**Directions for this task:** When you restate the entries that follow, keep every word exactly and drop the pictures.
--- Dataset Enclosed Below ---
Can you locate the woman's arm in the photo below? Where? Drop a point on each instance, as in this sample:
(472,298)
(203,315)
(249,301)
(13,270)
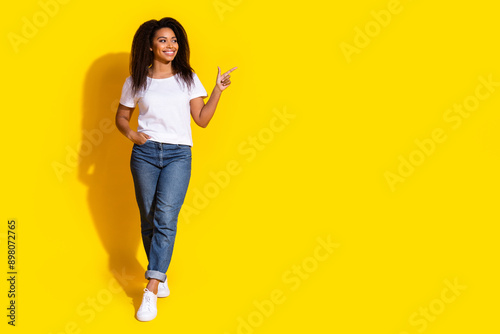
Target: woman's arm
(202,113)
(122,121)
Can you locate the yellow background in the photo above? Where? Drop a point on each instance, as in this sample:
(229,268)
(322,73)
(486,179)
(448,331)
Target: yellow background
(319,174)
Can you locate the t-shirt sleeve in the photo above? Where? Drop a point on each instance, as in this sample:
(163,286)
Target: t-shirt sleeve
(127,99)
(197,90)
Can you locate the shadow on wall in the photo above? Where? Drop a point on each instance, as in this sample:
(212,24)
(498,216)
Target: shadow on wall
(104,169)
--- End of Enclosed Dataset ---
**Answer to this task:**
Can you locate the woman's arm in the photo below? Where? Drop a point on each instance, as in this sample:
(472,298)
(203,315)
(249,301)
(13,270)
Target: woman's arm
(202,113)
(122,121)
Can you locate the yellow background in the photo above? Where? Drop a point on each instance, as in this sample:
(229,268)
(322,73)
(486,179)
(448,331)
Target: yellow background
(319,174)
Can you locate the t-shirt sleeve in the photo above? Where? Drop a point on each instance, as in this sample:
(163,286)
Target: t-shirt sleeve
(127,99)
(197,90)
Can you locate the shadow on wall in the photo above? Where? Drop a point on each instance, as in this sample:
(212,24)
(498,216)
Target: shadow on wall
(104,169)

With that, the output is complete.